▼

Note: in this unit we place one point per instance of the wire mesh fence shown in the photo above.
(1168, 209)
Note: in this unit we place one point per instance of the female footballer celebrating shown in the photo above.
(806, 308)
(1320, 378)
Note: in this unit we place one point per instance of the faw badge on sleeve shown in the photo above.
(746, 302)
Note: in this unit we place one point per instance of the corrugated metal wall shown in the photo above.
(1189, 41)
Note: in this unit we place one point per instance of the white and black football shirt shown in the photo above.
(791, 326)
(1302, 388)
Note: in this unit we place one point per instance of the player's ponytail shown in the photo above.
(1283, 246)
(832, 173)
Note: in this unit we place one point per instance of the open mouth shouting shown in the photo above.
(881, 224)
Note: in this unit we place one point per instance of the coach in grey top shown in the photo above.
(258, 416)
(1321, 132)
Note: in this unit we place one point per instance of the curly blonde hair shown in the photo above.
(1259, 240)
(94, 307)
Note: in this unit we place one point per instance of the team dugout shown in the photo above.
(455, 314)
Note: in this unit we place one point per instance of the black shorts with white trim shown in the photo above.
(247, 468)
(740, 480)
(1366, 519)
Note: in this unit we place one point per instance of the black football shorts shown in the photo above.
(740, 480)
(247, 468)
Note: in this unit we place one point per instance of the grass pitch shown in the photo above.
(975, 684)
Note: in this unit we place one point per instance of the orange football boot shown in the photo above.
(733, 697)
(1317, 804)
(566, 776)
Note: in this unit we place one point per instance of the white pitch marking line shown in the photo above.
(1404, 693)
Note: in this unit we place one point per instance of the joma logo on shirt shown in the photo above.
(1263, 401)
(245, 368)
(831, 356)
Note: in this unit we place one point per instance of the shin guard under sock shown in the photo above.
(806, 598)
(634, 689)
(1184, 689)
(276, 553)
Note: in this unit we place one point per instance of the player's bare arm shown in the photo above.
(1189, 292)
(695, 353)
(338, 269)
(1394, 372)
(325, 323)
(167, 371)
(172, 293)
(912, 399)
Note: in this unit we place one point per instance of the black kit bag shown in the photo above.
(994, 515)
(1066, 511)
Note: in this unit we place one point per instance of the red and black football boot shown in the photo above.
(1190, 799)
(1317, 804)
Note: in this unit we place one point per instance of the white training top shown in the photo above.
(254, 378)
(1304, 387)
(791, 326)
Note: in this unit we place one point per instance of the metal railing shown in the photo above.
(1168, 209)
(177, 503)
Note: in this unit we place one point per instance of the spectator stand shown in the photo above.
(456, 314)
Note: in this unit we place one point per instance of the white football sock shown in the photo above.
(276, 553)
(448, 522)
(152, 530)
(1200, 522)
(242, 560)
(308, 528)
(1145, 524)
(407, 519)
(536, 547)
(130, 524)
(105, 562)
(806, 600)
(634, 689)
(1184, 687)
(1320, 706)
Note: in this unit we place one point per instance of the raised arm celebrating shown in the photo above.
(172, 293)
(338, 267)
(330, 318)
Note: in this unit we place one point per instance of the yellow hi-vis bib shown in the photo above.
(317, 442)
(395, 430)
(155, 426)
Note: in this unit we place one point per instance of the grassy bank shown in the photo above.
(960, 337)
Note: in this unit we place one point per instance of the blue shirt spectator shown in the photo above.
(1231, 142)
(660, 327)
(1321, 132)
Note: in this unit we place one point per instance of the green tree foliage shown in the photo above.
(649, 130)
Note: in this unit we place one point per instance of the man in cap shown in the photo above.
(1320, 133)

▲

_EXERCISE TASK_
Rewrite the data from the line containing "bib shown in the photo above." through the last line of the data, both ends included, keeping each line as it stands except that every point coordinate is multiplied by 2.5 and rounded to a whole number, with halves rounded up.

_OUTPUT FOR THIS TASK_
Note: in this unit we place one point per instance of the yellow hi-vis bib shown in the photo above.
(793, 1105)
(988, 1075)
(388, 1065)
Note: in this unit we place one point per instance of the grassy bank shown in the photo above.
(2400, 843)
Note: in this unit we place one point per instance of the blue shirt spectator shown in the photo above.
(3078, 355)
(1650, 818)
(3303, 330)
Note: in this unit we place one point per instance of the green tree foliage shown in the photo above.
(1623, 325)
Note: in this unit we place one point per instance of the man in cap shown in the photo above.
(3300, 333)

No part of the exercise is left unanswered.